| Work to complete |
Every record needs to be restated word for word.
============
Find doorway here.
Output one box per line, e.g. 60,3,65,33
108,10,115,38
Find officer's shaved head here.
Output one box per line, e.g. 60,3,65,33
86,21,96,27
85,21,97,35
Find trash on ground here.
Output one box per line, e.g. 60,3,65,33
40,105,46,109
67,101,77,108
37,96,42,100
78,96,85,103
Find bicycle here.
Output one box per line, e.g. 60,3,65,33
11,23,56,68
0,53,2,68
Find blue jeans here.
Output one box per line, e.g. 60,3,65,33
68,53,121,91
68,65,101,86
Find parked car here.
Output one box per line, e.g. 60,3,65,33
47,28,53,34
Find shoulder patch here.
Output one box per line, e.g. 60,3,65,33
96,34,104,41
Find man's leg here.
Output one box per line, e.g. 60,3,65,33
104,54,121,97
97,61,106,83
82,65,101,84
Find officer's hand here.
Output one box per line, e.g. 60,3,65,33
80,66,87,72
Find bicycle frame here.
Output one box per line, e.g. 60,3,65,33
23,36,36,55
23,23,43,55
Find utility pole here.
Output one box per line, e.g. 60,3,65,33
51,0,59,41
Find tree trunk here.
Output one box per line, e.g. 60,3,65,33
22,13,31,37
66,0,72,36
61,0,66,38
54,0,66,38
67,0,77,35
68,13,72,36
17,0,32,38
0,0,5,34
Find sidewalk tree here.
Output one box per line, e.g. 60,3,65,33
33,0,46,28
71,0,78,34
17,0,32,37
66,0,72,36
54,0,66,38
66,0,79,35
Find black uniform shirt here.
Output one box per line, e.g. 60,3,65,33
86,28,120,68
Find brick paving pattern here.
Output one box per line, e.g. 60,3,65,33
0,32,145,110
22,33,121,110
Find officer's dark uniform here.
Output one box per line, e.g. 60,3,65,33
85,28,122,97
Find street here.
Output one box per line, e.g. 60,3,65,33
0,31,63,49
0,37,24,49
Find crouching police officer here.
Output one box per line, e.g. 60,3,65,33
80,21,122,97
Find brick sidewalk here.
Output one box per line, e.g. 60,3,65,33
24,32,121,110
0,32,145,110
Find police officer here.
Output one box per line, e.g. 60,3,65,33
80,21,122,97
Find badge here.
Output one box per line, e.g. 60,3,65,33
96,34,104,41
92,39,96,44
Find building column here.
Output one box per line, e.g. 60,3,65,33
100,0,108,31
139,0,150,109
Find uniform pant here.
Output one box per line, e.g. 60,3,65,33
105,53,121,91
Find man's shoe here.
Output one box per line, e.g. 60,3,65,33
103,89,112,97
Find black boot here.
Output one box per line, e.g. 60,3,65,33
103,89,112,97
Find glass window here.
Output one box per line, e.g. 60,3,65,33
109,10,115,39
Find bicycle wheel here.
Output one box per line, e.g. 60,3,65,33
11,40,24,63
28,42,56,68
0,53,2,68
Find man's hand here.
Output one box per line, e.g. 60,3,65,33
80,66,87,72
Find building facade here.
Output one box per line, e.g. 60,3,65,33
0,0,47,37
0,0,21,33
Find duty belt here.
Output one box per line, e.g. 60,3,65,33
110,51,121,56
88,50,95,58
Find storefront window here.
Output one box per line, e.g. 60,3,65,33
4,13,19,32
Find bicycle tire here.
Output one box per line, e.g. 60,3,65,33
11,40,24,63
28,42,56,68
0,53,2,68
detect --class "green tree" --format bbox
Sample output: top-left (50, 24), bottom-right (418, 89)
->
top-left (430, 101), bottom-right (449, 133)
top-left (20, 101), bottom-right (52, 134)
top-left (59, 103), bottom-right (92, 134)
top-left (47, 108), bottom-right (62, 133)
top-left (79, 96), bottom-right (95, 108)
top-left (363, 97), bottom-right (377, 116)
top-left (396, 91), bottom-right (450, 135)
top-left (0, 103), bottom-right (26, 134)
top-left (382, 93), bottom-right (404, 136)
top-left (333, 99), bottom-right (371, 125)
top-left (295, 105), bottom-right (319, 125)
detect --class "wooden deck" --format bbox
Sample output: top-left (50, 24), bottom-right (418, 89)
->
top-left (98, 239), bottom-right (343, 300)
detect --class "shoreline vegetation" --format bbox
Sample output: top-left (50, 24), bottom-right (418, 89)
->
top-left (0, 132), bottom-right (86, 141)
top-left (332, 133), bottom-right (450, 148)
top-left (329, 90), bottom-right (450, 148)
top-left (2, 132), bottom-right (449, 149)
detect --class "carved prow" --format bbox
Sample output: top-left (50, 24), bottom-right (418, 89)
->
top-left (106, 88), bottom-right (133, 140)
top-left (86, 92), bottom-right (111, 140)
============
| Task result |
Find doorway here.
Output one box per line, e.g. 60,3,65,33
108,10,115,38
Find officer's shaved head here.
Output one box per line, e.g. 60,3,65,33
86,21,96,27
85,21,97,35
Find trash on ground here.
Output one box per line, e.g. 60,3,65,33
40,105,46,109
67,101,77,108
37,96,42,100
78,96,85,103
Find bicycle here.
Output one box per line, e.g. 60,3,65,33
11,23,56,68
0,53,2,68
Find blue jeans here.
Output one box per line, e.g. 60,3,65,33
68,53,121,91
68,65,101,86
Find parked car here.
Output one box per line, e.g. 60,3,65,33
47,28,53,34
Find shoulder patch here.
Output one box per line, e.g. 60,3,65,33
96,34,104,41
Find man's leg here.
Output one box per line, e.g. 60,3,65,33
104,54,121,97
97,61,106,83
82,65,101,84
Find officer's hand here.
Output one box per line, e.g. 60,3,65,33
80,66,87,72
Find bicycle frame here.
Output one box per line, e.g. 60,3,65,33
23,36,36,55
23,23,43,55
Find utility pole here.
Output one box per line, e.g. 60,3,65,33
51,0,59,41
Find tree trunk here.
Output one box per line, e.g. 60,3,65,33
22,13,31,37
66,0,72,36
61,0,66,38
54,0,66,38
67,0,77,35
68,13,72,36
17,0,32,38
0,0,5,34
Find sidewalk tree here.
Output one box per line, e.g. 60,3,65,33
33,0,46,28
71,0,78,34
17,0,32,37
66,0,72,36
54,0,66,38
66,0,79,35
Find black uniform shirt here.
Output one box per line, e.g. 60,3,65,33
86,28,120,68
Find brick paving pattern here.
Output one box per line, e.g. 60,3,65,33
0,32,145,110
22,33,121,110
Find officer's dark uniform here.
Output one box per line, e.g. 60,3,65,33
85,28,122,97
Find street here.
Output one box per line, e.g. 60,3,65,33
0,31,63,49
0,37,24,49
Find crouching police officer here.
Output one box per line, e.g. 60,3,65,33
80,21,122,97
Find brick sidewalk here.
Output one box per line, e.g. 60,3,65,33
24,32,121,110
0,32,145,110
Find police officer here.
Output one box per line, e.g. 60,3,65,33
80,21,122,97
Find badge here.
Output one box per line, e.g. 60,3,65,33
96,34,104,41
92,39,96,44
Find building column here.
Output one box per line, e.g. 60,3,65,33
100,0,108,31
139,0,150,109
Find uniform pant here.
Output one box per line, e.g. 60,3,65,33
105,53,121,91
Find man's shoe here.
Output one box per line, e.g. 60,3,65,33
103,89,112,97
Find black boot here.
Output one box per line, e.g. 60,3,65,33
103,89,112,97
Find glass window here.
Output one box per line, e.g. 60,3,65,33
109,10,115,39
Find bicycle wheel here.
Output one box per line, e.g. 60,3,65,33
11,40,24,63
28,42,56,68
0,53,2,68
Find man's hand here.
Output one box per line, e.g. 60,3,65,33
80,66,87,72
Find building facade here.
Output one box per line, e.g. 60,3,65,33
0,0,47,37
0,0,21,33
Find duty belt here.
Output one box per line, e.g. 60,3,65,33
110,51,121,56
88,50,95,58
Find storefront window here.
Output one box per line, e.g. 60,3,65,33
4,13,19,32
Find bicycle tire here.
Output one box per line, e.g. 60,3,65,33
11,40,24,63
28,42,56,68
0,53,2,68
detect --class "green tree" --format bbox
Sample output: top-left (50, 24), bottom-right (418, 89)
->
top-left (430, 101), bottom-right (449, 133)
top-left (20, 101), bottom-right (52, 134)
top-left (59, 103), bottom-right (92, 134)
top-left (47, 108), bottom-right (62, 133)
top-left (79, 96), bottom-right (95, 108)
top-left (363, 97), bottom-right (377, 116)
top-left (396, 91), bottom-right (450, 135)
top-left (0, 103), bottom-right (26, 134)
top-left (382, 93), bottom-right (404, 136)
top-left (333, 99), bottom-right (371, 125)
top-left (295, 105), bottom-right (319, 125)
detect --class "wooden deck" --format bbox
Sample output: top-left (50, 24), bottom-right (418, 89)
->
top-left (98, 239), bottom-right (343, 300)
detect --class "shoreline vegetation" --format bbox
Sample output: top-left (50, 24), bottom-right (418, 89)
->
top-left (0, 132), bottom-right (86, 141)
top-left (332, 133), bottom-right (450, 148)
top-left (329, 90), bottom-right (450, 148)
top-left (2, 132), bottom-right (449, 149)
detect --class "carved prow" --format bbox
Sample output: top-left (50, 24), bottom-right (418, 89)
->
top-left (106, 88), bottom-right (133, 140)
top-left (86, 92), bottom-right (111, 140)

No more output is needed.